_Exercise brief_
Rewrite the entries from the line containing "locate: layered coffee" through the end of the entries, both included, with the requests kept as they are. Shift every coordinate in the answers up by 62, but leave the coordinates in the requests and their samples unchanged.

_Supplied records_
──────

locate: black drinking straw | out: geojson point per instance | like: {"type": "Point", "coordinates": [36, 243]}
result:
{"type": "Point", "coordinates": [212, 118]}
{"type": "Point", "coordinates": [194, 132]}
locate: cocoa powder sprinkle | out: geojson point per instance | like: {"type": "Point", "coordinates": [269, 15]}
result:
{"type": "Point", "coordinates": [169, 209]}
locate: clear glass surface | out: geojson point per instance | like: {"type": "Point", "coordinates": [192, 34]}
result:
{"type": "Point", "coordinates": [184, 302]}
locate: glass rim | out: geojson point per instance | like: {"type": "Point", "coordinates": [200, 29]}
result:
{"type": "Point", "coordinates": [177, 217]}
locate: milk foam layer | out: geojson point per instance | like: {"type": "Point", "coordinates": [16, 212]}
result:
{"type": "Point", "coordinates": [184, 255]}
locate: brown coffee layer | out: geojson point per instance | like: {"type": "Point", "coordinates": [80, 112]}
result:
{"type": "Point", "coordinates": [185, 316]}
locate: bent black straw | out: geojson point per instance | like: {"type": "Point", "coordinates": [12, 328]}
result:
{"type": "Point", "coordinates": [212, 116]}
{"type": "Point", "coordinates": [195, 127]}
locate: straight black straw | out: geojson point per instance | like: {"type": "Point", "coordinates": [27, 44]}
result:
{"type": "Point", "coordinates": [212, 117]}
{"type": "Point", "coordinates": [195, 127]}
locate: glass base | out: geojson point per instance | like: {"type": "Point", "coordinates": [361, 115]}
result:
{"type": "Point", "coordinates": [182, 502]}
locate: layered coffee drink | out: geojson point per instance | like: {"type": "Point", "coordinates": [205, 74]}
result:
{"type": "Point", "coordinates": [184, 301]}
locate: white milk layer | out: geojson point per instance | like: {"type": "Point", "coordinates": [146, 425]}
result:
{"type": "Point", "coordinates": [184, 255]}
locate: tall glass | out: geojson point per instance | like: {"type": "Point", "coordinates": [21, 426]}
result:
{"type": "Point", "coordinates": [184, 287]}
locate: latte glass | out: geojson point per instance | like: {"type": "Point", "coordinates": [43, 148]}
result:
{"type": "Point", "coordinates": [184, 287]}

──────

_Result of this task_
locate: layered coffee drink | out: geojson point per instance | like: {"type": "Point", "coordinates": [205, 74]}
result:
{"type": "Point", "coordinates": [246, 363]}
locate: white milk layer | out: geojson point per instance | like: {"type": "Point", "coordinates": [146, 425]}
result:
{"type": "Point", "coordinates": [246, 317]}
locate: tall glass | out: geojson point per instance | like: {"type": "Point", "coordinates": [21, 426]}
result:
{"type": "Point", "coordinates": [246, 349]}
locate: latte glass | out: geojson point per instance | like: {"type": "Point", "coordinates": [43, 148]}
result:
{"type": "Point", "coordinates": [246, 349]}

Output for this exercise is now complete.